§ Exercise: Reproduce verbatim the portion of the passage on Christian hope below that opens with the words containing "I won't accept" and closes with "imprisonment and torture?".

** BEGIN Document passage **

No, this is not the way it's supposed to be.

Even though we are told to shut up, accept it, and make the best of it, we are still left with that cold feeling. What we do to amuse ourselves, all that we indulge in to drown our sorrows, it minimizes the pain but it never heals. Beneath it all we want that peace. We want to find the light that shines in the darkness – but the only light we find is a will-o-the-wisp, gone even as we reach for it.

I won't accept it. I will not resign myself to the notion that the darkness is all there really is. And you know something? I don't have to.

Nothing I believe can change the harsh realities – but with Jesus in the picture, I can make sense of them.

What was it that drove them?

What was it that made the early Christians sing and find joy in spite of imprisonment and torture? 

What caused them to hold to the name of Jesus even to the point of painful death?

It was hope.

Not a blind hope, not wishful thinking – but the conviction that Jesus rose from the dead, conquering death, showing that life was not as lost a cause as the world seemed to think, not with him. In him they found an eternal family. With him they saw justice, and also forgiveness. To him the wicked and the oppressor would ultimately answer for their crimes. In his light, the darkness of the world seemed like merely a shadow before dawn – it became the superficial thing, having lost all its power to control and convince them, for it was doomed to disappear, to be replaced by a new heaven and earth – a world no longer messed up, but where everything will be made right again.

** END Document passage **
** BEGIN Dataset extract **

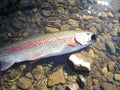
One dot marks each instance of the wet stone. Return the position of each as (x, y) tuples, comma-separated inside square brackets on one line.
[(51, 29), (24, 83), (29, 75), (46, 13), (110, 47), (72, 86), (57, 77), (80, 61), (73, 22), (111, 65), (81, 80), (108, 86), (25, 34), (95, 81), (117, 77), (109, 76), (104, 70), (64, 27)]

** END Dataset extract **

§ Response to this task:
I won't accept it. I will not resign myself to the notion that the darkness is all there really is. And you know something? I don't have to.

Nothing I believe can change the harsh realities – but with Jesus in the picture, I can make sense of them.

What was it that drove them?

What was it that made the early Christians sing and find joy in spite of imprisonment and torture?